BEGIN Records to process

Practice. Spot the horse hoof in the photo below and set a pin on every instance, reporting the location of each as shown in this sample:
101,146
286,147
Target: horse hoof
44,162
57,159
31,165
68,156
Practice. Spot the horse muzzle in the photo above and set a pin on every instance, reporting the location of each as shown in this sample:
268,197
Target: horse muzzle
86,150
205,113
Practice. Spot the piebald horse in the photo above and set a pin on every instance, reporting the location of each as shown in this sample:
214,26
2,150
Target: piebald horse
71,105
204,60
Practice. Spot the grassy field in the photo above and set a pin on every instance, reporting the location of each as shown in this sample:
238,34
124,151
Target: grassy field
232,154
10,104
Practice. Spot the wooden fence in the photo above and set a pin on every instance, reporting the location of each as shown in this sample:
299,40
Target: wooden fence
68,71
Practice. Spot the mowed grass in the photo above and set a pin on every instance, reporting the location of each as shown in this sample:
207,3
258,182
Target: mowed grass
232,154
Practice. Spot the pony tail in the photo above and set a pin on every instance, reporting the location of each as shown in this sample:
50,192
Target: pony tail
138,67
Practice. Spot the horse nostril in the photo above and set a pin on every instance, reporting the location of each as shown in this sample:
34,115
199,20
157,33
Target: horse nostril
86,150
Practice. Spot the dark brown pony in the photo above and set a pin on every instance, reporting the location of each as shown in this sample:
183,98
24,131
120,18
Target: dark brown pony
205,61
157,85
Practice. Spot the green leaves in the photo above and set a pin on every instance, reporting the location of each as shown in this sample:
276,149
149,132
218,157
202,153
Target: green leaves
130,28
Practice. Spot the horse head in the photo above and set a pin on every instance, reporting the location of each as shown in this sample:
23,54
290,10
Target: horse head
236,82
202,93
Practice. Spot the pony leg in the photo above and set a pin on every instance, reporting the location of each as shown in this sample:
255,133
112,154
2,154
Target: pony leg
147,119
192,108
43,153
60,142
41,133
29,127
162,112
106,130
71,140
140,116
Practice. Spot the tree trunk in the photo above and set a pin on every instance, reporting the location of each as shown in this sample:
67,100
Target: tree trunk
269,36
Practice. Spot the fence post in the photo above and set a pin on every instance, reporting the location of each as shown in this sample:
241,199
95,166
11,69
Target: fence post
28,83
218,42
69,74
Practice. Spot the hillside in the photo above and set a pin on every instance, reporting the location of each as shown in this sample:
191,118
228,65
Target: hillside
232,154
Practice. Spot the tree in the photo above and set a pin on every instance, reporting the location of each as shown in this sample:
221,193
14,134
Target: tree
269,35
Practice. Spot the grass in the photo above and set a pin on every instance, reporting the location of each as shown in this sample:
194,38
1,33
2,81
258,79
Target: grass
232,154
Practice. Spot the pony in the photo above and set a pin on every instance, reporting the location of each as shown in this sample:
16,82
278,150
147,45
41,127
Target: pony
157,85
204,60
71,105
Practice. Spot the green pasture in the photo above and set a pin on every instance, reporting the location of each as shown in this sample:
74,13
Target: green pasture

END Records to process

> _What is being asked_
Once you have read the entries above, state how many of their lines include "pasture", giving the number alone.

> _Reply_
2